Преобразуйте в CSV с двумя столбцами, «текст» и «ответ», фрагмент, который открывается строкой, содержащей «Mark every instance of the man», и завершается строкой, содержащей «(1036, 558)», включая обе эти строки. На каждый текст с его ответом отведите одну строку CSV, каждое поле заключите в кавычки, а переносы строк замените пробелами.

---

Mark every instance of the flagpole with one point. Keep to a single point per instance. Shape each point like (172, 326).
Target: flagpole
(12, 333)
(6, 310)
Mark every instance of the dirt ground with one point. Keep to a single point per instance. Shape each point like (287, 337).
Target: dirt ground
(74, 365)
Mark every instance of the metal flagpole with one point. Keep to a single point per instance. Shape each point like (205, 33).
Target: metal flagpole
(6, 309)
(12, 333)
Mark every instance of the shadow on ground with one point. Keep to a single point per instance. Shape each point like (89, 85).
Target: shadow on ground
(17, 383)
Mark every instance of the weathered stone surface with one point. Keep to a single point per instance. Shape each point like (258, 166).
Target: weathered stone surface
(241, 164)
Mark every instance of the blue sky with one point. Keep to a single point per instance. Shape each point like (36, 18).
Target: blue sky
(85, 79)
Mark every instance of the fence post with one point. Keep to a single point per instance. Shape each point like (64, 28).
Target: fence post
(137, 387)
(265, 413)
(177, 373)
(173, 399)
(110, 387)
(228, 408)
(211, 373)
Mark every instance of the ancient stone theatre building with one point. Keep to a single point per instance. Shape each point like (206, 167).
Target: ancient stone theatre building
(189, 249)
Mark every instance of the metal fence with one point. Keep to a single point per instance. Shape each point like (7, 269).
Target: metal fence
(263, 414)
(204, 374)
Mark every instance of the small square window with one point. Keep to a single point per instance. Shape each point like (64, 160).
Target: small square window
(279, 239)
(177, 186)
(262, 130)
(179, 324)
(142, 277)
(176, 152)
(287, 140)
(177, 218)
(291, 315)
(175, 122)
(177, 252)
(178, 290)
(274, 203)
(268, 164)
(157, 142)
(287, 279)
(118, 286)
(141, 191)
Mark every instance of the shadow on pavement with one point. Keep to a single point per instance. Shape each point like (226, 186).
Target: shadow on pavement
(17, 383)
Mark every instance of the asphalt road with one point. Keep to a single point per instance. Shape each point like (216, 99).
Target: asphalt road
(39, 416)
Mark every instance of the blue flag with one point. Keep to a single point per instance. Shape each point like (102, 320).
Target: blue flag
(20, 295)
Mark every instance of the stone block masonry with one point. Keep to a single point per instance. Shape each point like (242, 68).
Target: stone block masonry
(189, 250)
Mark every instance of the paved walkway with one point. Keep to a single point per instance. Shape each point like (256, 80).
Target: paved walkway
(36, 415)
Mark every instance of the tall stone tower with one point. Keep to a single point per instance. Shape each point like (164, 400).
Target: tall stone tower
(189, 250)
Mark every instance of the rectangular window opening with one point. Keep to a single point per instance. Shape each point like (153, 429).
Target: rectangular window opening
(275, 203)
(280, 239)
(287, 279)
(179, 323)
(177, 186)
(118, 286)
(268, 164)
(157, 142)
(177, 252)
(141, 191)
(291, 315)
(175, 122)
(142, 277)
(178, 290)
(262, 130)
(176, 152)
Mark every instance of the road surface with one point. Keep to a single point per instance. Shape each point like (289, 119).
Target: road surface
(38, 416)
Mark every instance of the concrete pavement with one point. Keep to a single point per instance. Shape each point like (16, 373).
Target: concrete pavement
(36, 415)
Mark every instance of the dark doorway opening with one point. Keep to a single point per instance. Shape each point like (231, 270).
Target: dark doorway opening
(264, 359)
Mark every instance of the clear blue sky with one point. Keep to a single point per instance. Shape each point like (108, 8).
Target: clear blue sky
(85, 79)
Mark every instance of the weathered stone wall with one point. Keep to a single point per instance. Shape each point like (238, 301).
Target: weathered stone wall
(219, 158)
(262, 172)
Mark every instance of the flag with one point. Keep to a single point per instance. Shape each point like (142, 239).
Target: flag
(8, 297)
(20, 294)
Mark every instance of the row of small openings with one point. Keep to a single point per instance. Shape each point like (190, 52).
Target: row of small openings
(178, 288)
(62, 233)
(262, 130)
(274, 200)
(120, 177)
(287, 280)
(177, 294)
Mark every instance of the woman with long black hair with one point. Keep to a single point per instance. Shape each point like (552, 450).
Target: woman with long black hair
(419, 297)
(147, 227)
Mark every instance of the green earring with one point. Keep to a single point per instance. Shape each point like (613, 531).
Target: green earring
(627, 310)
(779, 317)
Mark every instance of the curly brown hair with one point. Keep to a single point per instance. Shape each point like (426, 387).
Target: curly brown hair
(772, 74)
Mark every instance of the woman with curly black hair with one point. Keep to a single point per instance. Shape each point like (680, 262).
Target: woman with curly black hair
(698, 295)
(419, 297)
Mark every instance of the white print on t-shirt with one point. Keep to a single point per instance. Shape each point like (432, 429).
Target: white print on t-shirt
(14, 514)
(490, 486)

---

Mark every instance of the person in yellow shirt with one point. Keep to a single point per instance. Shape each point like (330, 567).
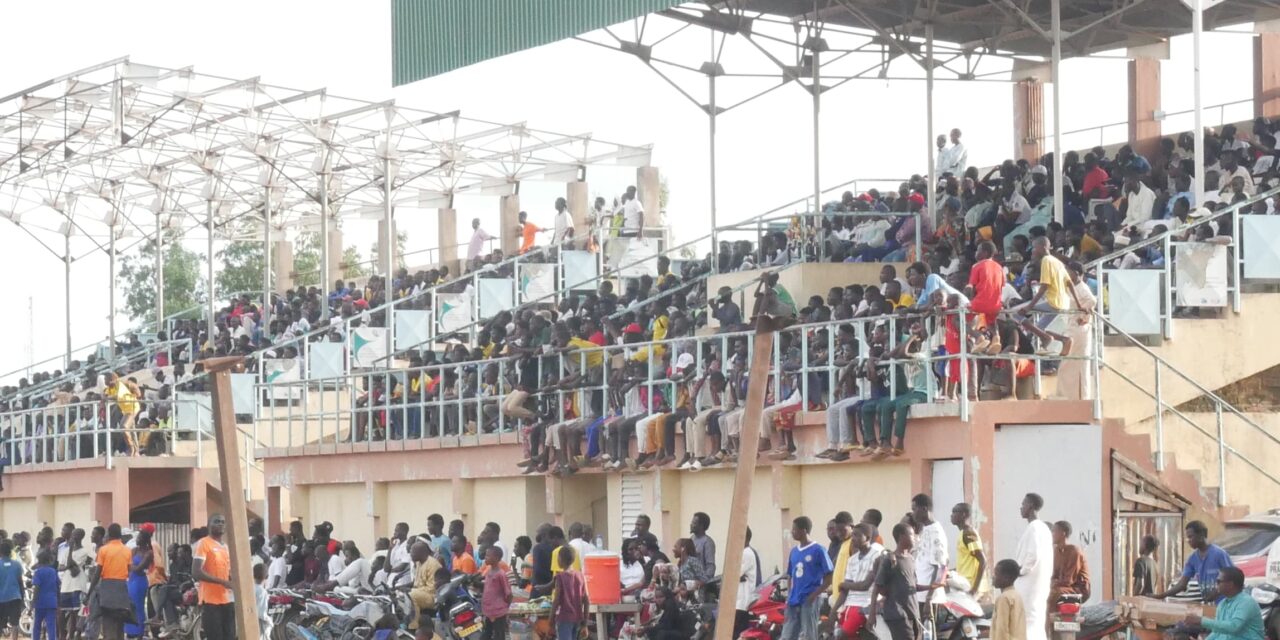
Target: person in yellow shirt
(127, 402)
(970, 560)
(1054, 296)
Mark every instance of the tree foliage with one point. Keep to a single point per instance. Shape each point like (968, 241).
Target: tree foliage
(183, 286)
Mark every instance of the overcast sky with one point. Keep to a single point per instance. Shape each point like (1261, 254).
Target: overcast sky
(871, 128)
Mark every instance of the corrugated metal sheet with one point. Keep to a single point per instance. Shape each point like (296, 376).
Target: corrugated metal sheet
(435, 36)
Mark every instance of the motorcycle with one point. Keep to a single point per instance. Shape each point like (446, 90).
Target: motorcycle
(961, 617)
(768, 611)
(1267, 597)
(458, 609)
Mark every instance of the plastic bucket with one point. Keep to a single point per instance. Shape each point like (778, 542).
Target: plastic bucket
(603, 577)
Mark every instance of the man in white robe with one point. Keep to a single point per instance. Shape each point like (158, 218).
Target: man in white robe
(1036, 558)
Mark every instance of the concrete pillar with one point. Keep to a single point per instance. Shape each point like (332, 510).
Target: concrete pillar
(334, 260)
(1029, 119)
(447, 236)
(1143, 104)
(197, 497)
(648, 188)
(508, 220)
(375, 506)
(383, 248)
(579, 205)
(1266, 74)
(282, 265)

---

Решение задачи:
текст,ответ
"Mark every instance of the man in white robe with one point. Keep to a single point per instance. Shape each point like (158, 218). Target: man in white robe","(1036, 558)"